[start Entries shown]

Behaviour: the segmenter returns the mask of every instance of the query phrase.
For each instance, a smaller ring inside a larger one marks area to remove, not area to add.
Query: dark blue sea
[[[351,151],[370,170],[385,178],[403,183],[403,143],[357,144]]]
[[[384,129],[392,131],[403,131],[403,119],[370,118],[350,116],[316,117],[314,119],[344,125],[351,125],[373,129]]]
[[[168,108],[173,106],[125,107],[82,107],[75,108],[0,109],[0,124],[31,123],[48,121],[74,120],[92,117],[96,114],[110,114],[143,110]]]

[end Entries shown]

Swap each "instance" in the rows above for "occurrence", then write out all the rows again with nothing else changed.

# Solution for this exercise:
Behaviour: the segmenter returns the mask of every occurrence of the query phrase.
For each occurrence, a smaller ring inside a larger one marks area to remove, not area to add.
Query: dark blue sea
[[[351,151],[370,170],[385,178],[403,183],[403,143],[357,144]]]
[[[384,129],[392,131],[403,131],[403,119],[370,118],[350,116],[316,117],[314,119],[344,125],[351,125],[373,129]]]
[[[168,108],[173,106],[125,107],[82,107],[75,108],[0,109],[0,124],[31,123],[48,121],[74,120],[92,117],[96,114],[110,114],[143,110]]]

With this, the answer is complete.